PASSAGE PROVIDED

○ ○ ○ ○ ○ ○ ○

FUSE DAX sounds terrifying, can you explain a bit more about what this is?
> The DAX window is accessed by the fs/dax.c infrastructure and must have
> struct pages (at least on x86). Use devm_memremap_pages() to map the
> DAX window PCI BAR and allocate struct page.
PCI BAR space is not cache coherent, what prevents these pages from
being used in paths that would do:
object = page_address(pfn_to_page(virtio_fs_pfn));
...?
* Dan Williams ([email protected]) wrote:
> On Mon, Dec 10, 2018 at 9:22 AM Vivek Goyal <[email protected]> wrote:
> >
> > From: Stefan Hajnoczi <[email protected]>
> >
> > Experimental QEMU code introduces an MMIO BAR for mapping portions of
> > files in the virtio-fs device. Map this BAR so that FUSE DAX can access
> > file contents from the host page cache.
>
> FUSE DAX sounds terrifying, can you explain a bit more about what this is?
We've got a guest running in QEMU, it sees an emulated PCI device;
that runs a FUSE protocol over virtio on that PCI device, but also has
a trick where via commands sent over the virtio queue associated with that device,
(fragments of) host files get mmap'd into the qemu virtual memory that corresponds
to the kvm slot exposed to the guest for that bar.
The guest sees those chunks in that BAR, and thus you can read/write
to the host file by directly writing into that BAR.
> > The DAX window is accessed by the fs/dax.c infrastructure and must have
> > struct pages (at least on x86). Use devm_memremap_pages() to map the
> > DAX window PCI BAR and allocate struct page.
>
> PCI BAR space is not cache coherent,
Note that no real PCI infrastructure is involved - this is all emulated
devices, backed by mmap'd files on the host qemu process.
Dave
> what prevents these pages from
> being used in paths that would do:
>
> object = page_address(pfn_to_page(virtio_fs_pfn));
>
> ...?
--
Dr. David Alan Gilbert / [email protected] / Manchester, UK
On Thu, Dec 13, 2018 at 12:09 PM Dr. David Alan Gilbert
<[email protected]> wrote:
>
> * Dan Williams ([email protected]) wrote:
> > On Mon, Dec 10, 2018 at 9:22 AM Vivek Goyal <[email protected]> wrote:
> > >
> > > From: Stefan Hajnoczi <[email protected]>
> > >
> > > Experimental QEMU code introduces an MMIO BAR for mapping portions of
> > > files in the virtio-fs device. Map this BAR so that FUSE DAX can access
> > > file contents from the host page cache.
> >
> > FUSE DAX sounds terrifying, can you explain a bit more about what this is?
>
> We've got a guest running in QEMU, it sees an emulated PCI device;
> that runs a FUSE protocol over virtio on that PCI device, but also has
> a trick where via commands sent over the virtio queue associated with that device,
> (fragments of) host files get mmap'd into the qemu virtual memory that corresponds
> to the kvm slot exposed to the guest for that bar.

○ ○ ○ ○ ○ ○ ○

RAW DATA
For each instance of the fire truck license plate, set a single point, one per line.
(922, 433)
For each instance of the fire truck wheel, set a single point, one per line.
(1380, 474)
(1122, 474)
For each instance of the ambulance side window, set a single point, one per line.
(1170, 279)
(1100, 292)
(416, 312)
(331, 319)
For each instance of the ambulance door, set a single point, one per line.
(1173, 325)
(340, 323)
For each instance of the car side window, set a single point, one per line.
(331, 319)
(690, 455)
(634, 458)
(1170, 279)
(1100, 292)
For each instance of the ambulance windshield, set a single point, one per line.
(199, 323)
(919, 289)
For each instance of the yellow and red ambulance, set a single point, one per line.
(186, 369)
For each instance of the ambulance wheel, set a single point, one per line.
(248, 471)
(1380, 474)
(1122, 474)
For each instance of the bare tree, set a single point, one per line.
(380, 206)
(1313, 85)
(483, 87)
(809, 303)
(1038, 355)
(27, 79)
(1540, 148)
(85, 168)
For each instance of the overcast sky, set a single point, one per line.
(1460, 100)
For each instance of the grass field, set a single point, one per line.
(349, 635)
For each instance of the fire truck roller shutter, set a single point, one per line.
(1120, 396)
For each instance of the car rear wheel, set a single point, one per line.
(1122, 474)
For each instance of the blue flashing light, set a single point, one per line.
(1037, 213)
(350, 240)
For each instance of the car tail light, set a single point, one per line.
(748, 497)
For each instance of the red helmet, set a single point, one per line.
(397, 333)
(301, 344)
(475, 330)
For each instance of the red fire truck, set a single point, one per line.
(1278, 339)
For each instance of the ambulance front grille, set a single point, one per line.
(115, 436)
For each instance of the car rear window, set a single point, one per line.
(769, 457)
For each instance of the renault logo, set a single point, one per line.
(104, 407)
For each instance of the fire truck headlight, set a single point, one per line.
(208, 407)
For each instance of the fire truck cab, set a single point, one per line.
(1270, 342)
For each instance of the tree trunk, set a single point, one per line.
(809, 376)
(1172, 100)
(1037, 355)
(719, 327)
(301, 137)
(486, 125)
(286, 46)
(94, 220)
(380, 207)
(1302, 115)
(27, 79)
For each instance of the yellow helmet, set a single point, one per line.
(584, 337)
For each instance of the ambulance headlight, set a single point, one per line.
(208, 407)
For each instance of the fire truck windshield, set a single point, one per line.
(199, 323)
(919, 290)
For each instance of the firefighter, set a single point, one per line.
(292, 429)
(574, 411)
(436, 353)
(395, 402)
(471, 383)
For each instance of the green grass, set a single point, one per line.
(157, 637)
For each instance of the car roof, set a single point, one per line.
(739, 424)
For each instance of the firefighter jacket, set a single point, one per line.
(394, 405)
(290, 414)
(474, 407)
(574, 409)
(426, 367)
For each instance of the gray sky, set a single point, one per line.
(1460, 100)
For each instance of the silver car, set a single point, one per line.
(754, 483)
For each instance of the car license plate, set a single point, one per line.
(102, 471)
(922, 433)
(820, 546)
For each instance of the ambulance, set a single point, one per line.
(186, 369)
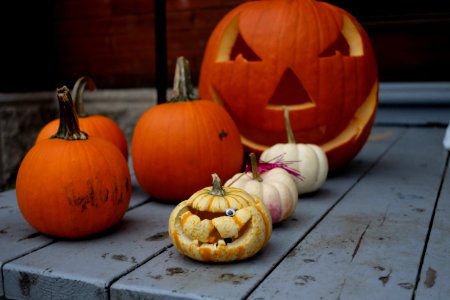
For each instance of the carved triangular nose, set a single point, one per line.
(289, 91)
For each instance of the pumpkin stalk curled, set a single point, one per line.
(78, 91)
(254, 164)
(287, 122)
(182, 84)
(217, 189)
(68, 124)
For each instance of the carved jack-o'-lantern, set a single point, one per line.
(310, 56)
(220, 224)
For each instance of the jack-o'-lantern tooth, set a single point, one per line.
(242, 216)
(196, 229)
(226, 227)
(289, 91)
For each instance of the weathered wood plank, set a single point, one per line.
(434, 278)
(370, 245)
(173, 275)
(17, 237)
(83, 269)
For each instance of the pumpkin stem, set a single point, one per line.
(182, 85)
(254, 164)
(68, 119)
(78, 91)
(287, 122)
(217, 189)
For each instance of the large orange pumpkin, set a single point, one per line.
(308, 55)
(178, 144)
(73, 185)
(95, 125)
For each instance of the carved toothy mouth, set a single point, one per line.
(214, 228)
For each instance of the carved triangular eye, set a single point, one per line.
(340, 45)
(348, 43)
(289, 91)
(241, 48)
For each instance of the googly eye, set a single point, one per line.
(230, 212)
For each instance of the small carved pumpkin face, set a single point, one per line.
(220, 224)
(307, 55)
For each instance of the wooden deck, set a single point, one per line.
(380, 229)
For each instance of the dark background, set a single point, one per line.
(48, 43)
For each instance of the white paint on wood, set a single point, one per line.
(85, 268)
(173, 275)
(435, 276)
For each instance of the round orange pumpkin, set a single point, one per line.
(94, 125)
(310, 56)
(176, 145)
(73, 185)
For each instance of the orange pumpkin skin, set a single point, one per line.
(73, 185)
(96, 126)
(311, 56)
(90, 198)
(176, 146)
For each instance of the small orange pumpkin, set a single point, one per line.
(72, 185)
(308, 55)
(95, 125)
(220, 224)
(176, 145)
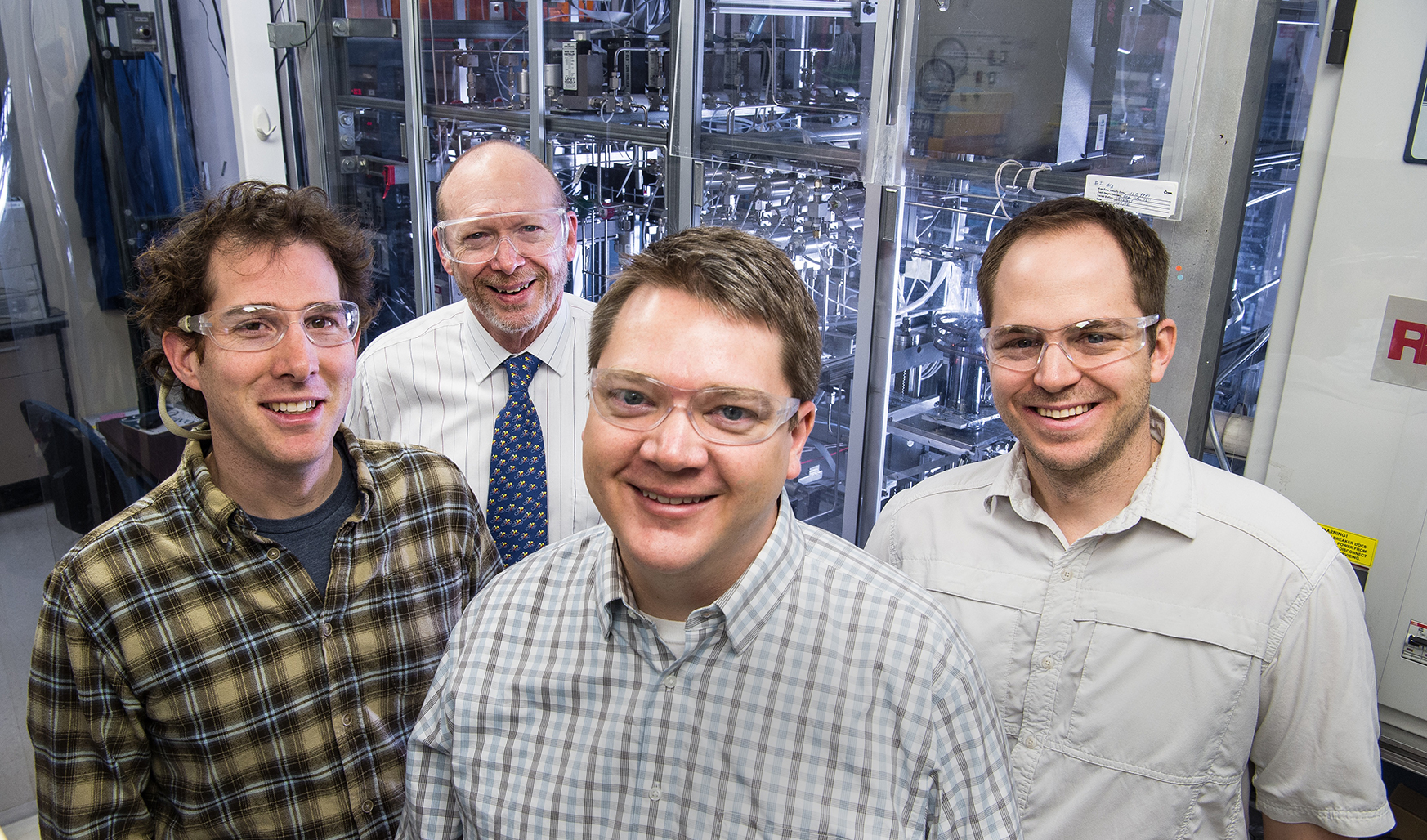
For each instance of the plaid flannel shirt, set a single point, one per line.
(189, 681)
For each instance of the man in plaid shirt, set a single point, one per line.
(705, 665)
(243, 652)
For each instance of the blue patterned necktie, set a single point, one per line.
(516, 508)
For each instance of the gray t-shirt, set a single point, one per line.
(310, 537)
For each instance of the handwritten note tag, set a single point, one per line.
(1155, 199)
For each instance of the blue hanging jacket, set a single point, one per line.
(153, 191)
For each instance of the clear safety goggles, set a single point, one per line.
(256, 327)
(530, 233)
(719, 415)
(1088, 344)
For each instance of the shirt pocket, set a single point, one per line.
(1000, 615)
(1162, 686)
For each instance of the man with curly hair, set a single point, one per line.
(243, 652)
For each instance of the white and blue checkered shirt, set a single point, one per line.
(824, 695)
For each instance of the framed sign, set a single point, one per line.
(1416, 151)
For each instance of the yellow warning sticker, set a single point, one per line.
(1359, 549)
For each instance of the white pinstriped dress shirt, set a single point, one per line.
(438, 381)
(824, 695)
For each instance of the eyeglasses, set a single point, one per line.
(257, 327)
(736, 417)
(531, 233)
(1088, 344)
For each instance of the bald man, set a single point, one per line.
(495, 381)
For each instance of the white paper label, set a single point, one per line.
(1155, 199)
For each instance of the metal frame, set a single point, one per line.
(1218, 92)
(1223, 130)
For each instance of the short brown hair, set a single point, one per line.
(1139, 243)
(744, 277)
(243, 218)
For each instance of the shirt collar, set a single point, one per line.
(745, 606)
(223, 515)
(1165, 495)
(551, 346)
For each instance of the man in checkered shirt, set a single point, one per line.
(243, 652)
(704, 665)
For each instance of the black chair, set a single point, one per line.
(86, 482)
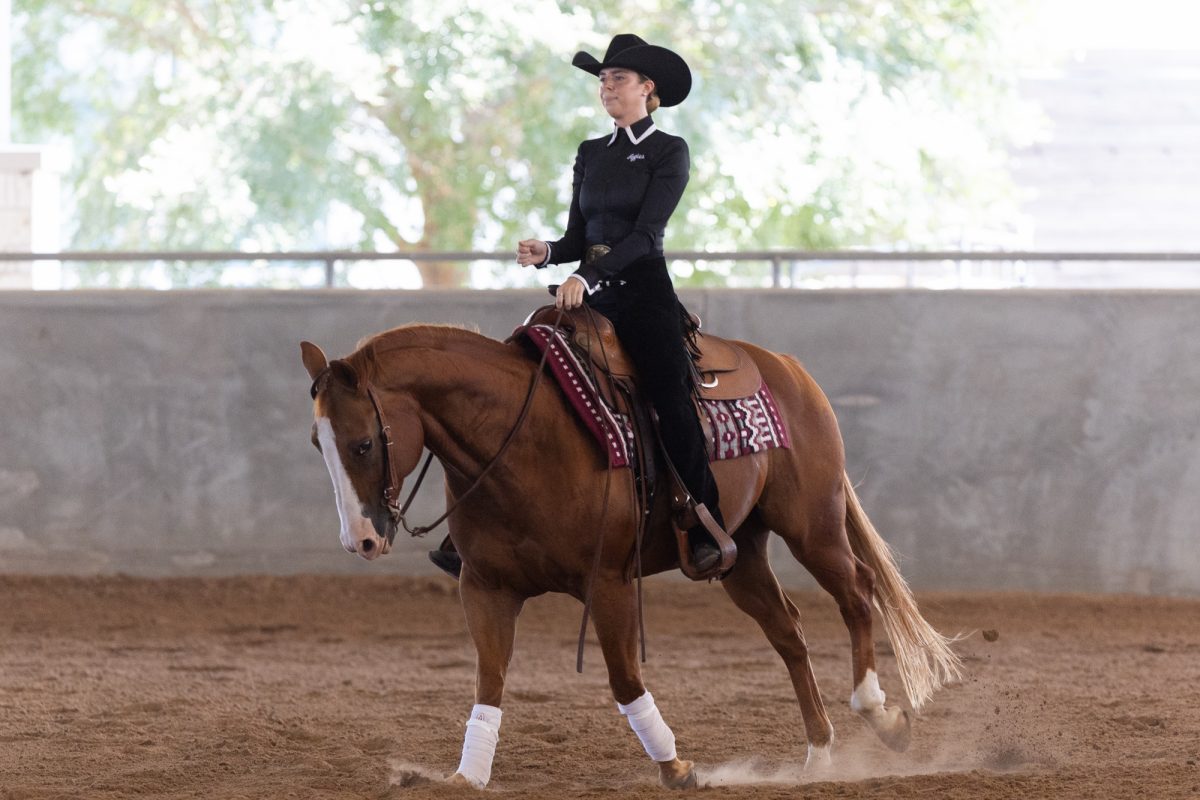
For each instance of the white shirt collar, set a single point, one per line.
(635, 138)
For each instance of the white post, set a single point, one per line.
(5, 71)
(29, 210)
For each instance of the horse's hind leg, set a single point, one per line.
(754, 589)
(826, 553)
(491, 618)
(615, 617)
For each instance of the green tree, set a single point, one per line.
(451, 125)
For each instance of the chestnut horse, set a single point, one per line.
(533, 524)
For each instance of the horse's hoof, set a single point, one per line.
(897, 733)
(678, 775)
(462, 781)
(820, 758)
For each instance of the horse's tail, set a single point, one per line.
(923, 655)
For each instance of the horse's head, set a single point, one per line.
(367, 452)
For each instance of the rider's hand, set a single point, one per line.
(531, 252)
(570, 294)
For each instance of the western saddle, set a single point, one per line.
(721, 371)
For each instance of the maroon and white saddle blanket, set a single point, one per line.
(736, 427)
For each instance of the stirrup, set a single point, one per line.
(694, 515)
(447, 559)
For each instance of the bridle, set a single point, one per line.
(393, 483)
(397, 512)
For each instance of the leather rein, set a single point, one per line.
(393, 483)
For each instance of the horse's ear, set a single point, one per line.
(345, 373)
(313, 359)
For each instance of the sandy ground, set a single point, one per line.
(358, 687)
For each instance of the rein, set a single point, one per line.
(390, 494)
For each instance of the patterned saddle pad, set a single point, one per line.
(735, 427)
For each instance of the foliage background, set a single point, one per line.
(450, 125)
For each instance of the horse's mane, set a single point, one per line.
(369, 350)
(415, 335)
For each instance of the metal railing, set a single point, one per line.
(781, 262)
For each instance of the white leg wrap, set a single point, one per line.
(651, 729)
(479, 744)
(868, 696)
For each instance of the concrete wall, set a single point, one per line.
(1002, 440)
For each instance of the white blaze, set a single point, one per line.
(349, 507)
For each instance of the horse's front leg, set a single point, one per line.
(491, 618)
(615, 614)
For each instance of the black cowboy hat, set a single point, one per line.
(667, 70)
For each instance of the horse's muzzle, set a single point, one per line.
(373, 547)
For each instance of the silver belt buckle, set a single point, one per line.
(595, 252)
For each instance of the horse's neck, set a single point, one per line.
(469, 390)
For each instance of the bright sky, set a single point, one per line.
(1121, 24)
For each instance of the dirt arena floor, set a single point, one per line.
(358, 687)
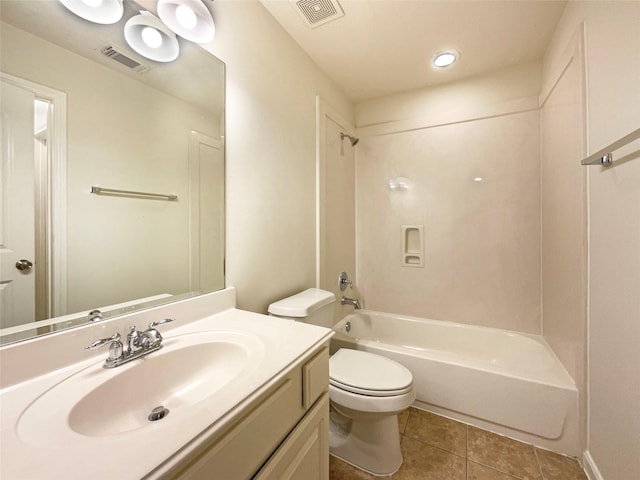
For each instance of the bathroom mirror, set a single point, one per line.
(96, 114)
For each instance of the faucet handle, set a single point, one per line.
(153, 336)
(161, 322)
(115, 349)
(103, 341)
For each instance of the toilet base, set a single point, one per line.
(372, 445)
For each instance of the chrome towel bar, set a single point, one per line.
(604, 157)
(113, 191)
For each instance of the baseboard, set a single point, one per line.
(590, 467)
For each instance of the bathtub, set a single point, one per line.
(507, 382)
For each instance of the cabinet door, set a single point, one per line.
(304, 455)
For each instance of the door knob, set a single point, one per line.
(24, 264)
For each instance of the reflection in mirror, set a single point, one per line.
(80, 109)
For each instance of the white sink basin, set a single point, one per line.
(187, 372)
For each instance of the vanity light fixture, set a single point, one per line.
(188, 18)
(444, 59)
(104, 12)
(149, 37)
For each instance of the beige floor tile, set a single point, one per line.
(424, 462)
(339, 470)
(503, 454)
(559, 467)
(438, 431)
(402, 420)
(475, 471)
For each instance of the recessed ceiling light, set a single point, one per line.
(444, 59)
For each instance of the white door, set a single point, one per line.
(206, 186)
(17, 286)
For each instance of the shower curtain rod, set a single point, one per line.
(604, 157)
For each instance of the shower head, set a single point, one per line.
(354, 141)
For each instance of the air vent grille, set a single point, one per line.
(121, 58)
(318, 12)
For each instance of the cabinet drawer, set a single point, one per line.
(304, 455)
(251, 440)
(315, 378)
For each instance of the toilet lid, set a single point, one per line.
(368, 374)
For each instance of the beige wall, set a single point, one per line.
(108, 148)
(613, 104)
(270, 153)
(481, 239)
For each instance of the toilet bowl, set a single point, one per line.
(366, 392)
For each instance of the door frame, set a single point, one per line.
(56, 210)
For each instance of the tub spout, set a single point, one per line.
(351, 301)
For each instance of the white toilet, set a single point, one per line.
(366, 392)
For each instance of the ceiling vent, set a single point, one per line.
(318, 12)
(121, 58)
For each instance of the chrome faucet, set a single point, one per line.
(139, 344)
(351, 301)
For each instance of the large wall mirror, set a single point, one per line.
(80, 110)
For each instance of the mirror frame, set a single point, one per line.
(56, 324)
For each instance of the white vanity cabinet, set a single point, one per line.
(280, 434)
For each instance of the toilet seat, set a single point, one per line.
(368, 374)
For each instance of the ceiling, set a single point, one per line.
(382, 47)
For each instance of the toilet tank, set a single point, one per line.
(314, 306)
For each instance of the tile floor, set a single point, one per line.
(437, 448)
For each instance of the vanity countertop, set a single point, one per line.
(58, 451)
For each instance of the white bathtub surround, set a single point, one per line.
(481, 239)
(498, 380)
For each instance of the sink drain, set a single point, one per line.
(158, 413)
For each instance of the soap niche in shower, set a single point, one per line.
(413, 246)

○ ○ ○ ○ ○ ○ ○

WRITTEN TASKS
• 1. In the FUSE DAX thread, which function is used to map the DAX window PCI BAR and allocate struct page?
• 2. Transcribe the lines of the records starting at the line that contains "For each instance of the tub" and ending at the last line of the records.
The FUSE DAX thread and the records are unrelated pieces of material.

RESULTS OF THE TASKS
• 1. devm_memremap_pages()

• 2.
For each instance of the tub spout, set a single point, one per line.
(351, 301)
For each instance of the white toilet, set a single point, one per line.
(366, 392)
For each instance of the ceiling vent, set a single point, one per line.
(318, 12)
(121, 58)
For each instance of the chrome faucet, set a single point, one per line.
(139, 344)
(351, 301)
For each instance of the large wall mirror, set a single point, one per line.
(80, 110)
For each instance of the mirror frame, set a single point, one per line.
(56, 324)
For each instance of the white vanity cabinet, set a single point, one per line.
(280, 434)
For each instance of the toilet seat, set a single point, one per line.
(368, 374)
For each instance of the ceiling, set a single point, one per line.
(382, 47)
For each instance of the toilet tank, set a single point, one per line.
(314, 306)
For each instance of the tile floor, set a single point, one per line.
(437, 448)
For each instance of the vanity countertop, set a single point, one per line.
(58, 451)
For each instance of the white bathtub surround, set a single point, one per line.
(481, 239)
(498, 380)
For each instance of the sink drain, set a single point, one per line.
(158, 413)
For each instance of the soap niche in shower, set a single point, one per line.
(413, 246)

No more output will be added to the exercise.